Think of regional scenes spawned by the '70s punk explosion and the chances are that Manchester and Liverpool first spring to mind, followed maybe by Sheffield or Leeds. Exeter, in Devon, hasn't featured in too many histories of the era. Until now, that is.

Year Zero is a new compilation marking 23 years of Exeter-based punk, post-punk, mod and hardcore bands, spanning the period between 1977 and 2000. Released on local label Hometown Atrocities, like all great punk compilations from Nuggets onwards it has its fair share of students,schoolboys and adolescent malcontents bashing out their sub-3 minute claims to a tiny footnote in rock history. 'Would-bes' and 'should-have-beens' immortalised on independent 7" singles that have knowledgeable collectors salivating. It also features a prime example of that other great staple of the record collector's diet, an early recording by a now major artist.

- [Provided material]:

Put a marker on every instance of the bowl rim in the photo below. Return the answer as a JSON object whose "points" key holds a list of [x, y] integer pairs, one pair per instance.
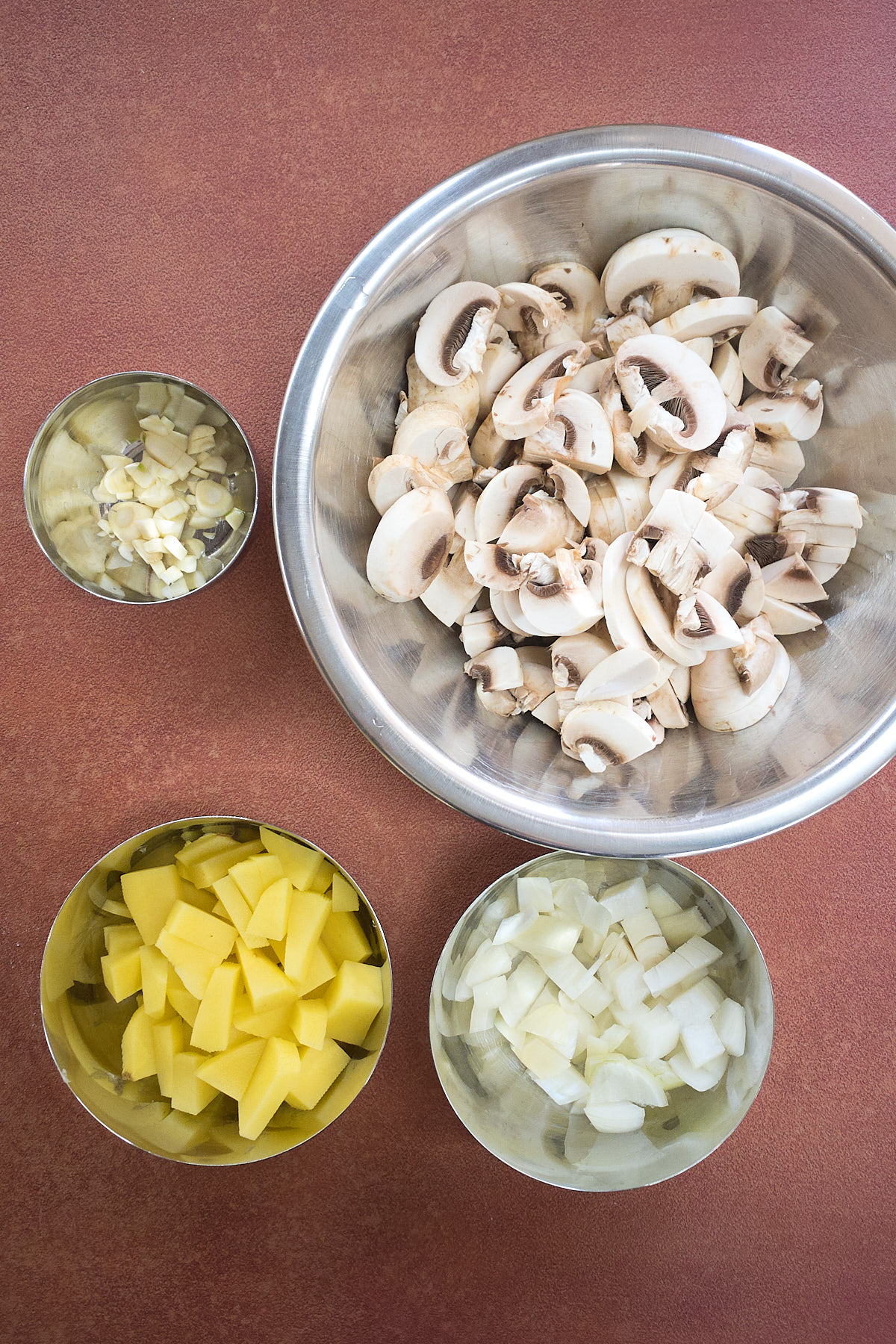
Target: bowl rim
{"points": [[741, 161], [159, 831], [37, 443], [568, 853]]}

- [Task requirements]:
**a.** Print everything from "Think of regional" down to "now, that is." in the passage on Exeter punk, copying it exactly.
**b.** Answer these questions on the passage on Exeter punk:
(i) Which two cities does it say are likely to come to mind first?
(ii) On what label was Year Zero released?
(iii) What span of years does the compilation cover?

- [Replies]:
**a.**
Think of regional scenes spawned by the '70s punk explosion and the chances are that Manchester and Liverpool first spring to mind, followed maybe by Sheffield or Leeds. Exeter, in Devon, hasn't featured in too many histories of the era. Until now, that is.

**b.**
(i) Manchester and Liverpool
(ii) Hometown Atrocities
(iii) 1977 to 2000